#### TEXTAUSZUG

----

«Ein Todesfall darf nie eine Randnotiz sein»
Bei der Spitex gehört der Tod zum Beruf dazu, wie eine Umfrage zeigt (vgl. Infokästen am Ende des Interviews). Regula Buder, stellvertretende Geschäftsleiterin der Kinderspitex Nordwestschweiz, hat sich intensiv mit dem Umgang von Pflegenden mit dem Tod befasst – und berichtet im Interview, wie Spitex-Organisationen ihre Mitarbeitenden dabei unterstützen können.
INTERVIEW: KATHRIN MORF
SPITEX MAGAZIN: Frau Buder, Sie beschäftigen sich intensiv mit dem Tod (vgl. Infokasten «Über Regula Buder»). Was halten Sie vom Umgang unserer Gesellschaft mit diesem Thema?
REGULA BUDER: Zuerst einmal achte ich stets darauf, dass ich keine Begrifflichkeiten wie «er ist gegangen» oder «sie ist eingeschlafen» verwende. Denn solche verniedlichenden Formulierungen können die Tendenz verstärken, dass unsere Gesellschaft den Tod oft verdrängt, statt ihm als Tatsache entgegenzutreten.
Beobachten Sie das Verdrängen des Todes auch bei der Spitex?
Leider tue ich das häufig. Sogar in der Palliative Care spricht man viel öfters über das Sterben als über den Tod. Beim Umgang mit toten Menschen kommen wir Pflegenden in direkten Kontakt mit unserer Endlichkeit und können den Tod damit nicht mehr verdrängen. Das kann die psychische Gesundheit der Mitarbeitenden belasten. Eines meiner grossen Anliegen ist darum, dass wir bei der Spitex nicht nur die Fachkompetenz aller Mitarbeitenden im Umgang mit dem Sterben fördern, sondern auch im Umgang mit dem Tod.

Wir müssen nicht nur die Fachkompetenz der Spitex-
Mitarbeitenden im Umgang mit dem Sterben fördern, sondern auch im Umgang mit dem Tod.
Regula Buder
Pflegeexpertin Kinderspitex Nordwestschweiz
Für Sie hat der Tod durch diese Fachkompetenz das Belastende verloren?
Zumindest im beruflichen Kontext empfinde ich den Tod selten als belastend, weil ich keine Angst mehr vor ihm habe. Angst hat der Mensch dann, wenn er nicht darauf vertraut, dass er alles bewältigen kann, was eine Situation mit sich bringt. Ich habe hingegen das Vertrauen aufgebaut, dass ich mit sterbenden und toten Menschen genauso umgehen kann wie mit der Trauer der Angehörigen. Dies bedeutet aber keinesfalls, dass mich Todesfälle kalt lassen. Beispielsweise habe ich einmal einen Senior aufgefunden, der lange tot in seiner Wohnung gelegen hatte – nur wenige Meter von unserem Spitex-Stützpunkt entfernt. Die riesige Einsamkeit im Sterben mancher Menschen macht mich betroffen.

----

#### BEREITGESTELLTE DATEN

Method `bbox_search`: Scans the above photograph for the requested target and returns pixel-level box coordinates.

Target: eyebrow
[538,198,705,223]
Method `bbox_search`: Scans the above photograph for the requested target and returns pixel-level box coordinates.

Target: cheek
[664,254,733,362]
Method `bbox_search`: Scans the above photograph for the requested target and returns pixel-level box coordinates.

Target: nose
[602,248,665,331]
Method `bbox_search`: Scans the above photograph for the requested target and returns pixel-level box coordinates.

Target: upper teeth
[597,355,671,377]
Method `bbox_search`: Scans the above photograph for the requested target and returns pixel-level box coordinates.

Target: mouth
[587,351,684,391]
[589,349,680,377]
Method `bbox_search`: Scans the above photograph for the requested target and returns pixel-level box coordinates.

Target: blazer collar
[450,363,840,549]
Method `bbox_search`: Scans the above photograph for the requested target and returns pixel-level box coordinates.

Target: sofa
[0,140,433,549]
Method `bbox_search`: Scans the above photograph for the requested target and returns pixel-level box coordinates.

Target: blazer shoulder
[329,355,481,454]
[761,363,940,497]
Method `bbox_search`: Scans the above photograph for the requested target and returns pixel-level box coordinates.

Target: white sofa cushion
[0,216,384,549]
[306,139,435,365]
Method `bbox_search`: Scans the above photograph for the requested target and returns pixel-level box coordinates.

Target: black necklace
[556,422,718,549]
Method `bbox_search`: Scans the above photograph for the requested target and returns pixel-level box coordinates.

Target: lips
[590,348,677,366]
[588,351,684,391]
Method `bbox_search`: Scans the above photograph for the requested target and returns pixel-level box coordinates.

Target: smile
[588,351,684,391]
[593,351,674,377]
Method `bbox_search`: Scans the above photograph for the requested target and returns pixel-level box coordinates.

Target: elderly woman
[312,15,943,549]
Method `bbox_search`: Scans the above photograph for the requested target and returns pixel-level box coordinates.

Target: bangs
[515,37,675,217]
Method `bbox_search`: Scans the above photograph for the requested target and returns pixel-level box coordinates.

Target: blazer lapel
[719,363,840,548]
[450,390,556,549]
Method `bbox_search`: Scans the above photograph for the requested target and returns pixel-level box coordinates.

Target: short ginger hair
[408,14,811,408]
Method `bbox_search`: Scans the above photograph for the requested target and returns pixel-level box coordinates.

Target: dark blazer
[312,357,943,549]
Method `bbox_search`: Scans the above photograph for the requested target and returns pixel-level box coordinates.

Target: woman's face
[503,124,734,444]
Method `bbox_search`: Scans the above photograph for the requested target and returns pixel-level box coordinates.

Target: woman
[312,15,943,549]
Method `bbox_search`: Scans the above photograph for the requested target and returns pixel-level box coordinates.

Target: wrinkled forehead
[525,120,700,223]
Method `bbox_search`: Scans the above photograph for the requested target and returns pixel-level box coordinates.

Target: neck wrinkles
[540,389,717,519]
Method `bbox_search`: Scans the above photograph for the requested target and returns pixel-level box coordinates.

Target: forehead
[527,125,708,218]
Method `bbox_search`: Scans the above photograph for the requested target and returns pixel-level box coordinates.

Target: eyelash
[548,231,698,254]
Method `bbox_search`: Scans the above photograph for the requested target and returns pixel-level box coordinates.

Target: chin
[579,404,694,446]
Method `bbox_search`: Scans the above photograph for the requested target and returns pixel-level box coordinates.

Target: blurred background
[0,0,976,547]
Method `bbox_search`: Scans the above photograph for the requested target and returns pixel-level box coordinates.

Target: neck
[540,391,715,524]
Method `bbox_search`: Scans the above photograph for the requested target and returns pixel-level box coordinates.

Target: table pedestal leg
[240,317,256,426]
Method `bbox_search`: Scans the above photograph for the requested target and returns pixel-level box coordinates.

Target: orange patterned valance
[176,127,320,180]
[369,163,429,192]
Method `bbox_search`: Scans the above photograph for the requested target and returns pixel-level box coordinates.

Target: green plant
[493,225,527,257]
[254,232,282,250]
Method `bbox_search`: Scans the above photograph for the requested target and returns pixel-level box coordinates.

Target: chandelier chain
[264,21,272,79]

----

#### AUFGABE
Führen Sie das Interview über den Umgang mit dem Tod bei der Spitex im Anschluss an seinen letzten Satz weiter.

#### LÖSUNG
Andere Spitex-Mitarbeitende haben durchaus Angst vor dem Tod – zum Beispiel davor, eine Klientin oder einen Klienten tot aufzufinden. Was kann dagegen unternommen werden?
Der Gedanke daran, dass sie beim Sterben eines Klienten dabei sind oder ihn tot auffinden, ist für Spitex-Mitarbeitende besonders dann beängstigend, wenn sie erwarten, dass sie sich dabei hilflos fühlen werden. Spitex-Organisationen müssen darum mit Schulungen und Notfallplänen dafür sorgen, dass ihre Mitarbeitenden genau wissen, was sie bei solchen Konfrontationen mit dem Tod tun können. Die Mitarbeitenden der Kinderspitex Nordwestschweiz können zum Beispiel jederzeit jemanden anrufen, der sie in solchen Situationen berät oder ihnen zu Hilfe eilt. Solche Massnahmen sind für alle Mitarbeitenden wichtig, denn auch Mitarbeitende der Hauswirtschaft könnten jemanden tot auffinden und auch Mitarbeitende der Administration könnten mit verzweifelten Angehörigen konfrontiert werden.
Ein Todesfall kann Spitex-Mitarbeitende auch belasten, weil sie trauern: Studien1 zeigen, dass rund drei Viertel der Pflegenden Trauer empfinden, wenn Patientinnen und Patienten sterben. Ist dies erlaubt oder ein Beweis für fehlende Distanz?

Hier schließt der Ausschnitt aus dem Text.